→ Source extract

The Texas Cavalry Medal was a United States service medal established by an Act of Congress on April 16, 1924. It was awarded for service in the Texas Cavalry between September 25, 1918 and November 11, 1918.

==Background==
During World War I, Texas raised and trained two brigades of cavalry in anticipation of their mobilization in January 1919 and subsequent service on the battlefields of France. The end of the war on November 11, 1918 precluded the mobilization of the brigades and made their members ineligible for the Victory medal. In 1922, Texas's congressional delegation lobbied for approval of a medal to recognize the unique service of these troops. On April 16, 1924 Congress authorized the issuance of the Texas Cavalry Medal to those who served in the two cavalry brigades. The medal was designed by Mr. Anthony de Francisci and authorized by Public Law 91 of the 68th Congress and is a lasting testament to the patriotism and dedication to duty of Texas Cavalrymen during World War I.

==Design==
The bronze octagonal medal is 1+1/8 in in diameter. The obverse depicts the bluebonnet, the state flower of Texas. Inscribed around the edge are the words AWARDED BY CONGRESS FOR SERVICE; at the top of the medal and TEXAS CAVALRY; at the bottom of the medal. The reverse of the medal bears the arms of Texas, a Lone Star encircled by a wreath, surrounded by the dates of service in 1918 when the cavalry became eligible for federal activation and the signing of the armistice to end World War I.

→ What you should do
From the Texas Cavalry Medal text, write out the passage between "The Texas Cavalry Medal was" and "November 11, 1918.", inclusive, word for word. The lines that follow are separate material and are not part of the Texas Cavalry Medal text.

→ Stored data
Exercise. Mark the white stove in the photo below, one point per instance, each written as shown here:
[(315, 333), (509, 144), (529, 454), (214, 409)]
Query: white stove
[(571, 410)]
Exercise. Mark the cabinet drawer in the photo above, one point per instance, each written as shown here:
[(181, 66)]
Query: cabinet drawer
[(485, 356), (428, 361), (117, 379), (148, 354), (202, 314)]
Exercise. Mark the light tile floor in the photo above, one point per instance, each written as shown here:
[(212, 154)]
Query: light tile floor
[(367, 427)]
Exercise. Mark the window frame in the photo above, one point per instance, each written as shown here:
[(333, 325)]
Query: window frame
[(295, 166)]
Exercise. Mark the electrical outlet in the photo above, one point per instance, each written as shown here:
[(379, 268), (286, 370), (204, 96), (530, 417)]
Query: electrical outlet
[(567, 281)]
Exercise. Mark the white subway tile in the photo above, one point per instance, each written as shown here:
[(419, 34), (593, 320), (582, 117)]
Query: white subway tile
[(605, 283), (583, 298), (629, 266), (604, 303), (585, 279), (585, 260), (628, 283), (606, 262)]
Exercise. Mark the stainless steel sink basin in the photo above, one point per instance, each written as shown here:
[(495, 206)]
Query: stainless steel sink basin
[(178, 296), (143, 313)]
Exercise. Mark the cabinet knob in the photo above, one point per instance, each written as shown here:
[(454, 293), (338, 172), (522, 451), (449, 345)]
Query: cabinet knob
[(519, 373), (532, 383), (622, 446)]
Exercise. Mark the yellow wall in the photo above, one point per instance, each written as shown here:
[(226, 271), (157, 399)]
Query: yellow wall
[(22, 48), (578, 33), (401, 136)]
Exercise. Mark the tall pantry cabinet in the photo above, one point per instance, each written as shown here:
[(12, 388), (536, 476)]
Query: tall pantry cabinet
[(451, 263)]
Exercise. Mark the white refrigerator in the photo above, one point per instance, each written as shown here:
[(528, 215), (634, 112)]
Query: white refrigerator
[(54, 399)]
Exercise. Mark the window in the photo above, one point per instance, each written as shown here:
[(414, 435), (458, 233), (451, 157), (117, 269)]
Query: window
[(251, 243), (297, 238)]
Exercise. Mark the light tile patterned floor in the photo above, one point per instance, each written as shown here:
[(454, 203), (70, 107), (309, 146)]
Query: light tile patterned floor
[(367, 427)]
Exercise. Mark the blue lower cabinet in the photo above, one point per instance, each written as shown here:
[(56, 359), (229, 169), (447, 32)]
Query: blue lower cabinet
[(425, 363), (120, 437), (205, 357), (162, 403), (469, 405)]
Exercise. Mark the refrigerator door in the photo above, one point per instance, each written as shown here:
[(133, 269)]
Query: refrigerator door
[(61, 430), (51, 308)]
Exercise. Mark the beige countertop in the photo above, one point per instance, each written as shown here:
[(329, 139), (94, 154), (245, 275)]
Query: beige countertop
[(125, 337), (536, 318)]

→ Solution
The Texas Cavalry Medal was a United States service medal established by an Act of Congress on April 16, 1924. It was awarded for service in the Texas Cavalry between September 25, 1918 and November 11, 1918.